Task:
Rescale the part of the items that opens with the line containing "of the shingle" and runs through the last line of the items. Give every line of that part again, requests included, multiplying each coordinate in the answers by 1.35 and rounding to whole numbers, halves up, while leaving the sample numbers in the requests unchanged.

Input data:
━━━━━━━━
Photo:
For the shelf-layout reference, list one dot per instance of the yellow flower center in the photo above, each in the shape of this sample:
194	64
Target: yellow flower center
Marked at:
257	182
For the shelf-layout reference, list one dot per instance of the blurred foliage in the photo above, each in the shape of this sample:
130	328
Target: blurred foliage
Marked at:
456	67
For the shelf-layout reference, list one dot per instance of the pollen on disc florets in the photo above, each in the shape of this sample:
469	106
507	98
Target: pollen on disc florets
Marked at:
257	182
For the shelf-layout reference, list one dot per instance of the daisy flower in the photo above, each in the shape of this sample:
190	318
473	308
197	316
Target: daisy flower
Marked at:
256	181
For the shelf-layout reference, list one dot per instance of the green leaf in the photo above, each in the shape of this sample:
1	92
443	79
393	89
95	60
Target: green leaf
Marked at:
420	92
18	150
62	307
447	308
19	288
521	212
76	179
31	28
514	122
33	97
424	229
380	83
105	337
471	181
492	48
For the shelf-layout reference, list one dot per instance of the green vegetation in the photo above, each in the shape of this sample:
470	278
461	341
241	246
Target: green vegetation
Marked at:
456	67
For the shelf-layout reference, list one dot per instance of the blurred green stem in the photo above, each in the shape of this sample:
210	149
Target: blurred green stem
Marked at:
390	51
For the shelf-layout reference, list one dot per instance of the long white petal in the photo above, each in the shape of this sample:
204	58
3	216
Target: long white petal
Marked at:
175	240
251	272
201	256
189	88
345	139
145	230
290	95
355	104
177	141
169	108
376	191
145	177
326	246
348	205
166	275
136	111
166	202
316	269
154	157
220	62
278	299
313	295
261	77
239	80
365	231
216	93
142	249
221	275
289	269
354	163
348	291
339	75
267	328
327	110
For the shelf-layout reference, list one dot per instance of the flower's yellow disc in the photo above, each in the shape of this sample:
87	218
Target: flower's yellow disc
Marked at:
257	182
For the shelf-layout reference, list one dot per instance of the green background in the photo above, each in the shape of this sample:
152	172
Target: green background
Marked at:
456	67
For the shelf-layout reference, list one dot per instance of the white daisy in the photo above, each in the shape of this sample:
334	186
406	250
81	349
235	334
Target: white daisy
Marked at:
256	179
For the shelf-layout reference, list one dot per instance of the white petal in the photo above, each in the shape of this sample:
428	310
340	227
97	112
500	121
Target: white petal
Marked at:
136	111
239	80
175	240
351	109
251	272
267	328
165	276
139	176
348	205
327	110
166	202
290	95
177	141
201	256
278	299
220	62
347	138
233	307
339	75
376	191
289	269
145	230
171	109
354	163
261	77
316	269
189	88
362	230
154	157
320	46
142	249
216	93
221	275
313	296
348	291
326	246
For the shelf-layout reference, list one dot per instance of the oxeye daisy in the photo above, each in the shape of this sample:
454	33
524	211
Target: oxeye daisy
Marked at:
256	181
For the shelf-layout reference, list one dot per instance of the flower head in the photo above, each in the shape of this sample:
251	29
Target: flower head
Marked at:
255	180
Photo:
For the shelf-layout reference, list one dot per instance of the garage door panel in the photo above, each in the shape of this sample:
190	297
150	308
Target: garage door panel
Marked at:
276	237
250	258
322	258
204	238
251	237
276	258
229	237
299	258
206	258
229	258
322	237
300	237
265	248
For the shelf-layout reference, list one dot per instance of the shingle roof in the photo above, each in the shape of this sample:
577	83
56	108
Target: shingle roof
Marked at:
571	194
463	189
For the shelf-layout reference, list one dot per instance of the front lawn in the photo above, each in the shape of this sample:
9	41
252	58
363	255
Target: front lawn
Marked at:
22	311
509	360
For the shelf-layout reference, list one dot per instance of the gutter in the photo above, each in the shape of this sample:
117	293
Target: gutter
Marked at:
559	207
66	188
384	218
━━━━━━━━
Final result:
For the shelf-layout reference, list one dot per instance of the shingle roof in the photo above, each in the shape of this sample:
577	83
56	108
Target: shingle roof
Marked at:
771	262
625	255
For the shelf-layout reference, list one dot per instance of the front lawn in the photo above, each in the shape of this sample:
9	41
252	58
363	255
Target: front lawn
Marked at:
30	420
687	486
For the shelf-layout reference, list one dot per instance of the gutter in the photo above, each in the shape of this sample:
117	293
Target: gutter
Marked at:
755	279
89	254
518	294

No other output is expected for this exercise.